• _Directions_:
Report back every line of the entries that contains "wall", exactly as written.

• _Exercise input_:
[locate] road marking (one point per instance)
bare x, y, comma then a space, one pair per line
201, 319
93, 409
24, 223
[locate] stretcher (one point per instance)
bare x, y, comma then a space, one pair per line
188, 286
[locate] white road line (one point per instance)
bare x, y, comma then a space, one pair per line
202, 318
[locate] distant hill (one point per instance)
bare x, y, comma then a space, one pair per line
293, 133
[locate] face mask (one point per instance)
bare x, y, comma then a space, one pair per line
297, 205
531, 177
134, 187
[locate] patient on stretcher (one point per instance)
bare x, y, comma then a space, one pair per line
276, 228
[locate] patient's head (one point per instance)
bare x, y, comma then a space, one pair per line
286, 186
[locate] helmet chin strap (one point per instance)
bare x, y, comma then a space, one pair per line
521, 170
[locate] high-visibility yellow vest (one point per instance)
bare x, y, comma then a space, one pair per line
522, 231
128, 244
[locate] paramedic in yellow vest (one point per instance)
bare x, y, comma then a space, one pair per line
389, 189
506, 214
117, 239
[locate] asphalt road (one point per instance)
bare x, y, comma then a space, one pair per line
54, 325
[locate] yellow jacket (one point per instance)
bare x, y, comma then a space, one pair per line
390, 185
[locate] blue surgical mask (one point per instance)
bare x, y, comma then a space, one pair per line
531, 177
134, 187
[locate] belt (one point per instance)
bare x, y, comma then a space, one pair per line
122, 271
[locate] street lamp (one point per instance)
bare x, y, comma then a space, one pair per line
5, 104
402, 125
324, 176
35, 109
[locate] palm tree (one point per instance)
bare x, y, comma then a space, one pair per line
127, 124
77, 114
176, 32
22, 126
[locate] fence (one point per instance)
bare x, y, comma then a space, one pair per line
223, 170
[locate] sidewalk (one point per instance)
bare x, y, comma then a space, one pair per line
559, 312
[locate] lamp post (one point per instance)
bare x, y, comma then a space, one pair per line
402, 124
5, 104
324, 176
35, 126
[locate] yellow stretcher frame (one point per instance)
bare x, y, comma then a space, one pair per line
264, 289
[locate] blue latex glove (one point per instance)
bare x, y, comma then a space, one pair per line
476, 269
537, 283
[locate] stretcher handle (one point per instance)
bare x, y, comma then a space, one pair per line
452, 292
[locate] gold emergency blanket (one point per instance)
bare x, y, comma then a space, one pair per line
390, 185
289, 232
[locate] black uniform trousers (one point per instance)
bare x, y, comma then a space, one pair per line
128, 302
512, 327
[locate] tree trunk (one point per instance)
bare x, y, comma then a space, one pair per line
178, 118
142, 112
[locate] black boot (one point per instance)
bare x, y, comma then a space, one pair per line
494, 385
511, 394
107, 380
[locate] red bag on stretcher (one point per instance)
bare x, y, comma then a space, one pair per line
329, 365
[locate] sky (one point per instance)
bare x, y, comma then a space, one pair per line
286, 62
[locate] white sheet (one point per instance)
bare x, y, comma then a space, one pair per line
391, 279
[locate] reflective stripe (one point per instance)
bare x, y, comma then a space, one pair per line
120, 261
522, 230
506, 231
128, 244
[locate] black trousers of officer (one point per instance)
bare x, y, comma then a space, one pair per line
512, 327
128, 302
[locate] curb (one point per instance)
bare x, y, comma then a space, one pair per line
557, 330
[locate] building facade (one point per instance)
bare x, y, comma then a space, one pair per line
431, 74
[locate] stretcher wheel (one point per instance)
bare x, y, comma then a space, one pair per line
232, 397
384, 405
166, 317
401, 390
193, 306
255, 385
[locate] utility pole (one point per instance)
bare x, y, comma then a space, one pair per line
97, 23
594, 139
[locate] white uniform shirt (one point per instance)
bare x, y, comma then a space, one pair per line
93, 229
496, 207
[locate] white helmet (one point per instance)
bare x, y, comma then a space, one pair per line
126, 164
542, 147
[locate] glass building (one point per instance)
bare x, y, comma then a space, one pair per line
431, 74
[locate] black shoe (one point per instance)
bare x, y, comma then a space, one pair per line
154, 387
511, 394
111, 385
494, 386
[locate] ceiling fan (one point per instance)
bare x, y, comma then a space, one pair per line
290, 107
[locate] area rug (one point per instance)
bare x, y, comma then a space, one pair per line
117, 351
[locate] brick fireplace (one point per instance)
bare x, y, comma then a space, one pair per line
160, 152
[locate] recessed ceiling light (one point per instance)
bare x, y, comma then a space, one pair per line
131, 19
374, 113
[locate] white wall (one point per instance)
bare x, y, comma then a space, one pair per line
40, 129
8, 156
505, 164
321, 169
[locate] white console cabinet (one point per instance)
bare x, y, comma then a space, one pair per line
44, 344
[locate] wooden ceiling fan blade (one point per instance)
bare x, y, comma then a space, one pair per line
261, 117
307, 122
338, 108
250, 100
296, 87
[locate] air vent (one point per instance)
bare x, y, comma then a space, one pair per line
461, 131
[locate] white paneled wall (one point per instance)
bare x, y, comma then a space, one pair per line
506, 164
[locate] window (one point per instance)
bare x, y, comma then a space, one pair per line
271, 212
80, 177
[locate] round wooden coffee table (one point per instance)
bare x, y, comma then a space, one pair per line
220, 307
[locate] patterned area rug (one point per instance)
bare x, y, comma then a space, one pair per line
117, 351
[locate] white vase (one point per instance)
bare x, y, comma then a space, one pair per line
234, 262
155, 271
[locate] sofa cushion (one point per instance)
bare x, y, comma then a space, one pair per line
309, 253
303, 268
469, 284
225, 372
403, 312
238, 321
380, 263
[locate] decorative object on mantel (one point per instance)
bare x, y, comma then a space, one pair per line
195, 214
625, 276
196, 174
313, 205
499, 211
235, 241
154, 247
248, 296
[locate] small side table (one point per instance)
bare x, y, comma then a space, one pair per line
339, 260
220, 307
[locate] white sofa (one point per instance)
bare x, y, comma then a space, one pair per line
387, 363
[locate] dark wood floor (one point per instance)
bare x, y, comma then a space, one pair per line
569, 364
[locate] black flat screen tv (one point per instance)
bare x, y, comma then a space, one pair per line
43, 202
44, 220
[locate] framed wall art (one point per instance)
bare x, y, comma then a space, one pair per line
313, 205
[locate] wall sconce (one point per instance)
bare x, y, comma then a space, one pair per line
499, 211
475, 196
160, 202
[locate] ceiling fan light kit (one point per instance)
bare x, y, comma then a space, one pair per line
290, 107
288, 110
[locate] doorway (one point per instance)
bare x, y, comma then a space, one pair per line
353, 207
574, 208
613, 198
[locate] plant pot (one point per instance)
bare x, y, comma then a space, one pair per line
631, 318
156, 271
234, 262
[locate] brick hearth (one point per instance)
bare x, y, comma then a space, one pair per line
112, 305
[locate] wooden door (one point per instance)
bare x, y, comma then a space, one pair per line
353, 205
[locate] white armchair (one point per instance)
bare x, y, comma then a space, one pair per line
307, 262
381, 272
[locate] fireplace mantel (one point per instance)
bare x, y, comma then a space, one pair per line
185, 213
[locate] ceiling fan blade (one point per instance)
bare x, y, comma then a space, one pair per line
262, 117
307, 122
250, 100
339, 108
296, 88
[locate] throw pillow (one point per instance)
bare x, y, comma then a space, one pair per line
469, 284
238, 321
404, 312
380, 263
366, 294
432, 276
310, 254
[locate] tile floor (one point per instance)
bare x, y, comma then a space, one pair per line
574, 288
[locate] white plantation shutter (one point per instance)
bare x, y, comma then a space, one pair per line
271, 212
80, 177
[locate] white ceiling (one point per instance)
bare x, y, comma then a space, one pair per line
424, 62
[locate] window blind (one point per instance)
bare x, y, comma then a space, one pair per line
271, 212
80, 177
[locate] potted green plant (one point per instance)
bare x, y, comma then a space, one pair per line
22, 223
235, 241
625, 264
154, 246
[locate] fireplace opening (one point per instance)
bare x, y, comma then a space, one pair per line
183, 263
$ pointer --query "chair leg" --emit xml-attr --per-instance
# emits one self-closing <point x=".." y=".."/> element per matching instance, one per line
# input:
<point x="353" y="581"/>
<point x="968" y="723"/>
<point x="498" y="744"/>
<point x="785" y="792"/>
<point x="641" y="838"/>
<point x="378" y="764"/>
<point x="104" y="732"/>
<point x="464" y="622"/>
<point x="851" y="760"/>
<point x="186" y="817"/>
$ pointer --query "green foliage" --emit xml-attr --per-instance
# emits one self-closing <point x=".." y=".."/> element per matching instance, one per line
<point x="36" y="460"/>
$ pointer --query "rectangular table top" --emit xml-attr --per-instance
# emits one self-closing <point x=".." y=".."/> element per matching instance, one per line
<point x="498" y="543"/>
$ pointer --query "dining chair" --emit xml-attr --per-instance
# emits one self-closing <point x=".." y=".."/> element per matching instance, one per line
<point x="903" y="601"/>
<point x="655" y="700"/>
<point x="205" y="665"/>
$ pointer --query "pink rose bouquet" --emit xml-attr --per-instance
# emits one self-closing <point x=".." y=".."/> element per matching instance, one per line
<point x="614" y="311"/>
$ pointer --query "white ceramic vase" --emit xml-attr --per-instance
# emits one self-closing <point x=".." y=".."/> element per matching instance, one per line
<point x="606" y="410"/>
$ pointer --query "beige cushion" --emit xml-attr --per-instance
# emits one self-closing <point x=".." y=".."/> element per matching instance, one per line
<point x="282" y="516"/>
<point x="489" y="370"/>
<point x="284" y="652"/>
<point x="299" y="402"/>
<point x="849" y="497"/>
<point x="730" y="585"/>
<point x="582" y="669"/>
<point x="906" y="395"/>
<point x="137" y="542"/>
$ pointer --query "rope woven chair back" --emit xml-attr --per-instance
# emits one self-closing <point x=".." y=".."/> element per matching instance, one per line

• _Reply_:
[locate] white wall (one point per instance)
[locate] white paneled wall (one point per instance)
[locate] framed wall art (one point per instance)
[locate] wall sconce (one point per instance)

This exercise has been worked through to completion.